También del tipo Application rules:

echo -e "${HIGHLIGHT}Allow to talk with related AKS services...${NC}"
az network firewall policy rule-collection-group collection add-filter-collection \
--name $APP_RULES_COLLECTION \
--policy-name $FIREWALL_NAME \
--resource-group $RESOURCE_GROUP \
--rule-collection-group-name $FIREWALL_COLLECTION_GROUP_NAME \
--collection-priority 101 \
--action Allow \
--rule-name "aksservices" \
--rule-type ApplicationRule \
--description "Allows to talk with AKS services" \
--fqdn-tags AzureKubernetesService \
--protocols Http=80 Https=443 \
--source-addresses "*"

Todas ellas están recogidas en el artículo Outbound network and FQDN rules for Azure Kubernetes Service (AKS) clusters.

Crear un tabla de rutas

Para que todo esto tenga sentido necesitamos de alguna forma enlazar estas reglas a la subnet donde va a vivir nuestro clúster. Para ello creamos una tabla de rutas:

echo -e "${HIGHLIGHT}Create an empty route table to be associated with a given subnet...${NC}"
az network route-table create \
--resource-group $RESOURCE_GROUP \
--name $FIREWALL_ROUTE_TABLE_NAME \
--location $LOCATION
echo -e "${HIGHLIGHT}Create routes in the route table...${NC}"
az network route-table route create \
--resource-group $RESOURCE_GROUP \
--name $FIREWALL_ROUTE_NAME \
--route-table-name $FIREWALL_ROUTE_TABLE_NAME \
--address-prefix 0.0.0.0/0 \
--next-hop-type VirtualAppliance \
--next-hop-ip-address $FW_PRIVATE_IP
az network route-table route create \
--resource-group $RESOURCE_GROUP \
--name $FIREWALL_ROUTE_INTERNET \
--route-table-name $FIREWALL_ROUTE_TABLE_NAME \
--address-prefix $FW_PUBLIC_IP/32 \
--next-hop-type Internet

Y la asignamos a la subnet donde desplegaremos nuestro clúster:

echo -e "${HIGHLIGHT}Associate the route table to the AKS subnet....${NC}"
az network vnet subnet update \
--resource-group $RESOURCE_GROUP \
--vnet-name $VNET_NAME \
--name $AKS_SUBNET_NAME \
--route-table $FIREWALL_ROUTE_TABLE_NAME

Crear clúster de AKS

Ahora que ya tenemos casi todo listo, ya podemos crear nuestro clúster en su subnet:

# Deploy an AKS cluster with a UDR outbound type to the existing network
# Now, you can deploy an AKS cluster into the existing virtual network.
#  You will use the userDefinedRouting outbound type, which ensures that 
# any outbound traffic is forced through the firewall and no other egress paths will exist
# The loadBalancer outbound type can also be used.

**Objetivos**
- 1) Responde con datos del texto sobre AKS:
(a) ¿Qué valor recibe la opción --collection-priority en la regla de aplicación?
(b) ¿Qué tipo de siguiente salto se asigna a la ruta con el prefijo de dirección 0.0.0.0/0?
(c) Según los comentarios finales, ¿qué tipo de salida garantiza que todo el tráfico saliente pase por el firewall?
- 2) Reproduce fielmente el tramo del texto sobre AKS que va desde "Ahora que ya" hasta "existing virtual network.".
Los ítems son material aparte y no guardan relación con el texto sobre AKS.

**Ítems extraídos**
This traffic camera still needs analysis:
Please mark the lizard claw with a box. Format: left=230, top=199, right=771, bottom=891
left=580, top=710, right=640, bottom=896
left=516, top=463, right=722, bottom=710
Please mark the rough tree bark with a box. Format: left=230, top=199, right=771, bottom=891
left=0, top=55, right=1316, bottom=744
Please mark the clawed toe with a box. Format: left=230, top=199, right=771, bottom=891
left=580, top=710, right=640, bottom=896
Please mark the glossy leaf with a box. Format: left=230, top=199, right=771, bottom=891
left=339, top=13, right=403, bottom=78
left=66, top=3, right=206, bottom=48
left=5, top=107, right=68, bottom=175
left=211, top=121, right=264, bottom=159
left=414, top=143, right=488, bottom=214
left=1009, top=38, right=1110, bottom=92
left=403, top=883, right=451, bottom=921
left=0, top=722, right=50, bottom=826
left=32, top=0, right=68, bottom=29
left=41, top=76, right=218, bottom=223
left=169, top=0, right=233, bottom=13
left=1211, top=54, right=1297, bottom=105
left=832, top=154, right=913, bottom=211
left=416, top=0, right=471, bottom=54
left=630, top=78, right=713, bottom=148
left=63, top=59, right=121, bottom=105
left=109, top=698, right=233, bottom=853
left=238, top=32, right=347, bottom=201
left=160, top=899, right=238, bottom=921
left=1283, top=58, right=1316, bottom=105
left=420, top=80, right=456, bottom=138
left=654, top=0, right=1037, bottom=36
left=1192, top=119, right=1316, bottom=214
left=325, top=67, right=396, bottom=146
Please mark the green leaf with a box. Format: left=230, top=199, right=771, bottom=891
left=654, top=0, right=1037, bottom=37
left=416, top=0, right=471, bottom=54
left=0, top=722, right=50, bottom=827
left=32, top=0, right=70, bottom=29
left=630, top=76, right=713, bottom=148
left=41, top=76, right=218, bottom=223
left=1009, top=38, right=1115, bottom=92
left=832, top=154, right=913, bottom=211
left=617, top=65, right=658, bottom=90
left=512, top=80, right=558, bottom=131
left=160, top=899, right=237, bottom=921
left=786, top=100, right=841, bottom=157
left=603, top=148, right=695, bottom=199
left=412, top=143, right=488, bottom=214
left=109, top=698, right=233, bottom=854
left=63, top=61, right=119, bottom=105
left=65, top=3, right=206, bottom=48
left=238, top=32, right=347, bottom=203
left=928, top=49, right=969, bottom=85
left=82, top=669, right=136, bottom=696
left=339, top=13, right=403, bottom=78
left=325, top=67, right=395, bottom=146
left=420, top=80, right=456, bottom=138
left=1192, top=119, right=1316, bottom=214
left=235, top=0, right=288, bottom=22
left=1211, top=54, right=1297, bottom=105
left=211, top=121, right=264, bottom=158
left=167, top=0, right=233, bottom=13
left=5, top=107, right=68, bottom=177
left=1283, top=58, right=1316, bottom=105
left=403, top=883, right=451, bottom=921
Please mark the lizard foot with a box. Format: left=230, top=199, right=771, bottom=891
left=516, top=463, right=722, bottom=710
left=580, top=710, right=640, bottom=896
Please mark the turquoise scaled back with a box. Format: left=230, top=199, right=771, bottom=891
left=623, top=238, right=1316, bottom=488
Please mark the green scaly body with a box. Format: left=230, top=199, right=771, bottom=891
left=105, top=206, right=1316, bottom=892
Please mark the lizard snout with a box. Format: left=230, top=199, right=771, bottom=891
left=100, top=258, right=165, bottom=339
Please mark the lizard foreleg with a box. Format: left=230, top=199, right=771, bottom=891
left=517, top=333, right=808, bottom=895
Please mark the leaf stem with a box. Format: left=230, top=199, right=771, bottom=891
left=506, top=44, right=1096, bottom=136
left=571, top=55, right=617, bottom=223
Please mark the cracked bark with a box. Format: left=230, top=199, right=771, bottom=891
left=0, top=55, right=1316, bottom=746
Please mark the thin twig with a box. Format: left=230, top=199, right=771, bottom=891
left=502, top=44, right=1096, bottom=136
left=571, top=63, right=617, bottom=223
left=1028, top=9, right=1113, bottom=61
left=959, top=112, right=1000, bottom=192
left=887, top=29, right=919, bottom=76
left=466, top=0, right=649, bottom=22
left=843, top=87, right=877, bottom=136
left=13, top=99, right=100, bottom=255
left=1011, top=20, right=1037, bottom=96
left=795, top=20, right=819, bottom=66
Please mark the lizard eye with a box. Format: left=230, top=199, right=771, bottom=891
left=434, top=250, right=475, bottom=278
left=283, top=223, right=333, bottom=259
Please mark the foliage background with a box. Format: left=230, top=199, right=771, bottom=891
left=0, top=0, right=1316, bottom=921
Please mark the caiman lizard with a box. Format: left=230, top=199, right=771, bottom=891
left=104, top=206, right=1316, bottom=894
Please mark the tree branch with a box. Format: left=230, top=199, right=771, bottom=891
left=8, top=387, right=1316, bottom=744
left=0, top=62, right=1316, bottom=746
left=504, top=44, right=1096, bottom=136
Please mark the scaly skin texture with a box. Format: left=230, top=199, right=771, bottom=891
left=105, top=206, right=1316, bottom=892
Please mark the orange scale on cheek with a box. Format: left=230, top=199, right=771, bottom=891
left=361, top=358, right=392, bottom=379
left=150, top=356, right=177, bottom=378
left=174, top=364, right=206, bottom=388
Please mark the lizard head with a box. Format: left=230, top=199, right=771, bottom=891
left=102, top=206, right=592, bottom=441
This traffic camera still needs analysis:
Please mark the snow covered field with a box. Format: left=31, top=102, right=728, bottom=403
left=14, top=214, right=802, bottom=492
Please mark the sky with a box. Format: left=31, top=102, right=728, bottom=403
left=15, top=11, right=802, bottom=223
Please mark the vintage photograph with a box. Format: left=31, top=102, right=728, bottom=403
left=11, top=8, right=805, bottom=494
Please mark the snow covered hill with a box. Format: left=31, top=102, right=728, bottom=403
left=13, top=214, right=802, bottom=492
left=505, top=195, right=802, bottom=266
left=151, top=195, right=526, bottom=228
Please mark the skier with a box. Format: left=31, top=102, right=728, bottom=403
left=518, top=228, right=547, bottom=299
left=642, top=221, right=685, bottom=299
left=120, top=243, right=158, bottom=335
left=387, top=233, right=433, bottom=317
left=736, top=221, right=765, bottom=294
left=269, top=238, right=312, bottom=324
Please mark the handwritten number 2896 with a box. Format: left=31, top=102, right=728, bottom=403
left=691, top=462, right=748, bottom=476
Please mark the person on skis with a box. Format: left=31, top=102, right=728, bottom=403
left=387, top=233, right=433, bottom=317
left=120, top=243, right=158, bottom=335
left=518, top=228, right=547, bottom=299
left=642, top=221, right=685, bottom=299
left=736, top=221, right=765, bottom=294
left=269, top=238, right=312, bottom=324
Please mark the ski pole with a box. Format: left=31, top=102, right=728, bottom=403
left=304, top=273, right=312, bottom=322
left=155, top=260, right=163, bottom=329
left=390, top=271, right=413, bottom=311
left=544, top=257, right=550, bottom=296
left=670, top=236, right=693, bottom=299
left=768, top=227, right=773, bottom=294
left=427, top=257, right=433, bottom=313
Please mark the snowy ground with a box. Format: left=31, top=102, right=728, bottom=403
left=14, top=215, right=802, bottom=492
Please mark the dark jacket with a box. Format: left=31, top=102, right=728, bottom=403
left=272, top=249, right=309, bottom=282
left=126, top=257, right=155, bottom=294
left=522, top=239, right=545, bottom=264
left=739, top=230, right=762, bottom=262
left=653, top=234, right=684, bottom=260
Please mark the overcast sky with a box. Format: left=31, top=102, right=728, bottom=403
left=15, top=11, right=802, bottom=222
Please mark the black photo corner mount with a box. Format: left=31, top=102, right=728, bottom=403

**Resultados en orden**
- 1)
(a) 101
(b) VirtualAppliance
(c) userDefinedRouting

- 2)
Ahora que ya tenemos casi todo listo, ya podemos crear nuestro clúster en su subnet:

# Deploy an AKS cluster with a UDR outbound type to the existing network
# Now, you can deploy an AKS cluster into the existing virtual network.